[Position identification records]
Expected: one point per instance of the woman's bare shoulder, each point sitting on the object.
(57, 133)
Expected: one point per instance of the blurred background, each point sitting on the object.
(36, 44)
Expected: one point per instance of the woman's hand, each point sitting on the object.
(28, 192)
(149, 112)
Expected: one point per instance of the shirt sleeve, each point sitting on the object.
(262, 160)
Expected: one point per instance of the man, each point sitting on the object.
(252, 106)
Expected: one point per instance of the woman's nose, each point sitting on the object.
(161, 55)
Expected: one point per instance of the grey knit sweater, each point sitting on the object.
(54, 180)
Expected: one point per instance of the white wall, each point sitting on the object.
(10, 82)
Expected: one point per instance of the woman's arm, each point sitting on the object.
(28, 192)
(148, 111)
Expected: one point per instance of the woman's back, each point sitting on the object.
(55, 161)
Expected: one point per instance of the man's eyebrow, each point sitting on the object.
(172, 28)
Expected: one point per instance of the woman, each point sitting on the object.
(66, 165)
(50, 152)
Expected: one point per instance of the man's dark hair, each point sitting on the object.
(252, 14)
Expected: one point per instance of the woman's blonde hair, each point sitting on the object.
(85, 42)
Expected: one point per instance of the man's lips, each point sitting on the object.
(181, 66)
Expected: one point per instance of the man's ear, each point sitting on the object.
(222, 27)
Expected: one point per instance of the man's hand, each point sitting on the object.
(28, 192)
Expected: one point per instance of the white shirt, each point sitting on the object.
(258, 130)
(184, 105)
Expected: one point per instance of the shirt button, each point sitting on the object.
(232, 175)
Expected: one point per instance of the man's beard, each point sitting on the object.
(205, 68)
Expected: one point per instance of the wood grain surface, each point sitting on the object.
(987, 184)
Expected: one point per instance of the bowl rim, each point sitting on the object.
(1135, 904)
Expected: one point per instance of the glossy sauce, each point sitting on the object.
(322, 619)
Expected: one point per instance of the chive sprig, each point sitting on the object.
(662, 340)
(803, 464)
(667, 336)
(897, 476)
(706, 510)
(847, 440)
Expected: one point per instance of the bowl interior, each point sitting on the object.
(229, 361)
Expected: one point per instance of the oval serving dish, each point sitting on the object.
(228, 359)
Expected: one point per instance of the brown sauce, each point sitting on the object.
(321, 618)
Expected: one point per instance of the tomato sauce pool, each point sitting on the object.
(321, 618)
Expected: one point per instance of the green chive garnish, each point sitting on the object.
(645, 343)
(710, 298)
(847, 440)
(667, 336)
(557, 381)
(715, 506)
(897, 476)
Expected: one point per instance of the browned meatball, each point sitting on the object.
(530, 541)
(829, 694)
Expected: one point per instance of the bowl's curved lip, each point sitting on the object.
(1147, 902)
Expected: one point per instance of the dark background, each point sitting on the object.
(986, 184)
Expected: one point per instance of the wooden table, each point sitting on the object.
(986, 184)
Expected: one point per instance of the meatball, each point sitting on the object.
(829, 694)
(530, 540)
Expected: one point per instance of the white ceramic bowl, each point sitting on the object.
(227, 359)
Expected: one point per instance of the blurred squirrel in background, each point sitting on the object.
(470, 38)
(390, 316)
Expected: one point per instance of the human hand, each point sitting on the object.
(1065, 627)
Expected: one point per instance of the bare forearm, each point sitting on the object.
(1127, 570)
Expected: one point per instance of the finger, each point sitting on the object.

## Task description
Each record should come back exactly as written.

## Expected output
Expected: one point per instance of the woman's bare shoulder, each point sitting on the object.
(57, 133)
Expected: one point per instance of the blurred background, each point sitting on the object.
(36, 44)
Expected: one point per instance of the woman's hand, each point sitting on the object.
(28, 192)
(149, 112)
Expected: one point per instance of the shirt sleeve, each point sitting on the object.
(262, 160)
Expected: one point per instance of the man, each point sitting on the object.
(252, 106)
Expected: one point per instance of the woman's nose, each point sitting on the object.
(161, 55)
Expected: one point per instance of the grey knit sweater, each point sitting on the object.
(54, 180)
Expected: one point per instance of the white wall, each point sitting on the object.
(10, 82)
Expected: one point per instance of the woman's arm, each point sitting on the object.
(28, 192)
(148, 111)
Expected: one point per instance of the woman's back, each point sitting on the object.
(55, 161)
Expected: one point per instance of the man's eyebrow, each point sitting on the object.
(172, 28)
Expected: one point per instance of the woman, each point sitting on the object.
(66, 165)
(50, 152)
Expected: one point per instance of the man's dark hair, each point sitting on the object.
(252, 14)
Expected: one point per instance of the woman's blonde hair, each point sitting on the object.
(85, 42)
Expected: one point per instance of the man's lips, each point sitting on the object.
(181, 66)
Expected: one point per instance of the man's ear, each point sitting on the object.
(222, 27)
Expected: one point per instance of the man's hand, each point sitting on the object.
(28, 192)
Expected: one point per instance of the white shirt, each point sitting on the object.
(258, 130)
(184, 105)
Expected: one point per instance of the shirt button, each point sitting on the object.
(232, 175)
Expected: one point per instance of the man's beard, each point sitting on the object.
(205, 68)
Expected: one point per instance of the wood grain surface, each point sitting on the object.
(987, 184)
Expected: one point per instance of the bowl rim, each point sitting on the object.
(1135, 904)
Expected: one point per instance of the glossy sauce, each point sitting on the object.
(322, 619)
Expected: one point per instance of the chive sprig, each point sitting on the object.
(662, 340)
(803, 464)
(667, 336)
(897, 476)
(706, 510)
(847, 440)
Expected: one point per instance of the bowl interior, each point sitting on the object.
(229, 361)
Expected: one point per instance of the oval serving dish, each point sitting on the object.
(228, 359)
Expected: one point per instance of the brown sauce, each point sitting on the object.
(321, 618)
Expected: one point per instance of the tomato sauce pool, each point sitting on the object.
(321, 618)
Expected: one point per instance of the green chive garnish, each point sitting on the object.
(645, 343)
(710, 298)
(847, 440)
(667, 336)
(557, 381)
(715, 506)
(897, 476)
Expected: one point per instance of the browned meatball, each point sitting on the object.
(530, 541)
(829, 694)
Expected: one point per instance of the bowl's curved lip, each point sitting on the object.
(1147, 902)
Expected: one point per instance of the dark background, each point sitting on the object.
(986, 184)
Expected: one point per instance of the wooden table, each point sitting on the object.
(986, 184)
Expected: one point per instance of the meatball, each point sitting on the object.
(829, 694)
(530, 540)
Expected: one point per instance of the white ceramic bowl, each point sitting on the object.
(227, 359)
Expected: one point per instance of the blurred squirrel in background, each point sitting on the object.
(470, 38)
(390, 316)
Expected: one point per instance of the human hand, each point sitting on the object.
(1065, 627)
Expected: one point per instance of the bare forearm, each point sitting on the object.
(1127, 570)
Expected: one point per instance of the finger, each point sitting on the object.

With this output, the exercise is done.